# Happy Birthday Flash Harry!



## Emma&Tilly (May 15, 2005)

Well, he isn't so flash right now as he has hurt his back leg...an injury, I am almost certain was caused by setting off too fast when chasing 2 deer...he came back pretty sharpish with his back leg held off the ground...we will rest and see how we do. Anyway, we have always said his birthday is April Fools day (as we are not exactly sure when his real birthday is but somewhere close to that date!) 

Sooooo, he is a very grown up 5 years old!!! Wow, where does time go? Happy Birthday Handsome boy!

Baby Boy!









The first, ever walk!









The inauguration ceremony


----------



## PB&J (Jun 19, 2009)

Happy birthday Handsome Harry!! Your pictures are adorable!!


----------



## tessalover (Nov 29, 2009)

Harry your sooo cute! Happy Birthday, Harry!


----------



## LDGrillo (Dec 20, 2010)

Aw, those pics are great. The scenery really adds to that happy feeling! Happy Birthday!


----------



## mylissyk (Feb 25, 2007)

Harry is gorgeous! Happy Birthday Beautiful boy!


----------



## olik (Apr 13, 2008)

happy Birthday Handsome boy!!


----------



## Cathy's Gunner (Dec 4, 2008)

Happy Birthday, Harry! You are a good looking boy and your sidekick isn't too bad either....

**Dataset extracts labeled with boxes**
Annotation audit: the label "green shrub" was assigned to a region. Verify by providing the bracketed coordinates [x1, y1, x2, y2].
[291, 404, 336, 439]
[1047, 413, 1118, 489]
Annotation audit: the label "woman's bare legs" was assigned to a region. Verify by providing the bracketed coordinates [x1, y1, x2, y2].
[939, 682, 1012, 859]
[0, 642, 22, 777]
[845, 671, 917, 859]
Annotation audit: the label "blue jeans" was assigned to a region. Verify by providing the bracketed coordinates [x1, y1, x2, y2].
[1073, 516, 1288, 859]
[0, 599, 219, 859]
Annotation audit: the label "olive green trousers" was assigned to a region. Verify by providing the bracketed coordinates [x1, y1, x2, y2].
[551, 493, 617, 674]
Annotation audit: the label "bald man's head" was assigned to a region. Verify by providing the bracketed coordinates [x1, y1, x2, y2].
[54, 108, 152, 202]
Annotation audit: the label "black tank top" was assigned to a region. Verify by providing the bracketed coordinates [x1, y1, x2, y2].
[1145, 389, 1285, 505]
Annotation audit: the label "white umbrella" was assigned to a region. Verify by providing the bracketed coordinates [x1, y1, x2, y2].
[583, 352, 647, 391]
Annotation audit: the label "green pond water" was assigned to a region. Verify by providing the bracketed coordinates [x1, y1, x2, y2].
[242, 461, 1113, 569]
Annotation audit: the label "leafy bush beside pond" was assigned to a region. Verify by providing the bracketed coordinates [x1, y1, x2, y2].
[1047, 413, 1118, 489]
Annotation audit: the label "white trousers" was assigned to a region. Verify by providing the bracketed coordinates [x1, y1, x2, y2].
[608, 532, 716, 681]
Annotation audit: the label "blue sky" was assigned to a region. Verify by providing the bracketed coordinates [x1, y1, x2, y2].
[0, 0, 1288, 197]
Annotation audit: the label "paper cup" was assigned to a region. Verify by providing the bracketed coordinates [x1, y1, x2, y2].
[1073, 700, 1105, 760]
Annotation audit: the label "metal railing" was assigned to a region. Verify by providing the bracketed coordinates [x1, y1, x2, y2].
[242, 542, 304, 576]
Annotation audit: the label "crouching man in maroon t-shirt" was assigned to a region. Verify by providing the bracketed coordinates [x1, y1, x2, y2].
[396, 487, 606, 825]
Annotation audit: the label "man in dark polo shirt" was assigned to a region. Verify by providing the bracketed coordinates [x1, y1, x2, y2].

**WHAT YOU HAVE TO DO**
Retype the stretch of the birthday thread from "## LDGrillo (Dec" through "(Feb 25, 2007)" word for word.

**REPLY**
## LDGrillo (Dec 20, 2010)

Aw, those pics are great. The scenery really adds to that happy feeling! Happy Birthday!


----------



## mylissyk (Feb 25, 2007)